··· Records for processing

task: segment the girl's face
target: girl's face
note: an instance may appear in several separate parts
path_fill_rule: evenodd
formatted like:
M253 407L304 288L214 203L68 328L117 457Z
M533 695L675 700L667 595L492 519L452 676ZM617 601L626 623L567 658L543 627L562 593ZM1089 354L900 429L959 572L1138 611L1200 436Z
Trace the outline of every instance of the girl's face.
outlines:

······
··· Records for processing

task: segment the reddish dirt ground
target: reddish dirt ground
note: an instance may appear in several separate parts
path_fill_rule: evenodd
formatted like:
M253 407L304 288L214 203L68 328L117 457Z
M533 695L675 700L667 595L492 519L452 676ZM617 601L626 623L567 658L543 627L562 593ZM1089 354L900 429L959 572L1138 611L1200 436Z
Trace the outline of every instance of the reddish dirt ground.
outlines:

······
··· Records for processing

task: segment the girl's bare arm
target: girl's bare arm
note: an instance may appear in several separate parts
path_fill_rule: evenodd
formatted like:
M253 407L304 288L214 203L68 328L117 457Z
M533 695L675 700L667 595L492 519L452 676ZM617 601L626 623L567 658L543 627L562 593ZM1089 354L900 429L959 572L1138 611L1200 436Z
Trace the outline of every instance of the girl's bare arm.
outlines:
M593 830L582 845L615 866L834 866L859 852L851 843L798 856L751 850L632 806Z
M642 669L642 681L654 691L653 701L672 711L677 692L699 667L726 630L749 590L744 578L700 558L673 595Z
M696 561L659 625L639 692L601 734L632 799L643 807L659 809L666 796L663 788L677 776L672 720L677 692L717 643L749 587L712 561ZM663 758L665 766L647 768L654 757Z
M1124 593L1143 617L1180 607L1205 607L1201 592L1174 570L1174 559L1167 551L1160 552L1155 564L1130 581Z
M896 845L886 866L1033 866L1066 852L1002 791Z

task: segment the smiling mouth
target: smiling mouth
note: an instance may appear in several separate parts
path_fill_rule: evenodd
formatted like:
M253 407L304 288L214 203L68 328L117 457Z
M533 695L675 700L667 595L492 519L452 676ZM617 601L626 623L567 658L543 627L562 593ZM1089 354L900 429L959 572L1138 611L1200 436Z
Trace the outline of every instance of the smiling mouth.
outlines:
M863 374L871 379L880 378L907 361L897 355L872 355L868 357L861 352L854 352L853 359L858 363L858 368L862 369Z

······

* Problem details
Among the lines above, show every one that contains the string "Trace".

* Exercise answer
Trace the outline of every instance of the girl's face.
Trace the outline of every instance of the reddish dirt ground.
Trace the outline of every instance of the girl's bare arm.
Trace the outline of every instance of the smiling mouth.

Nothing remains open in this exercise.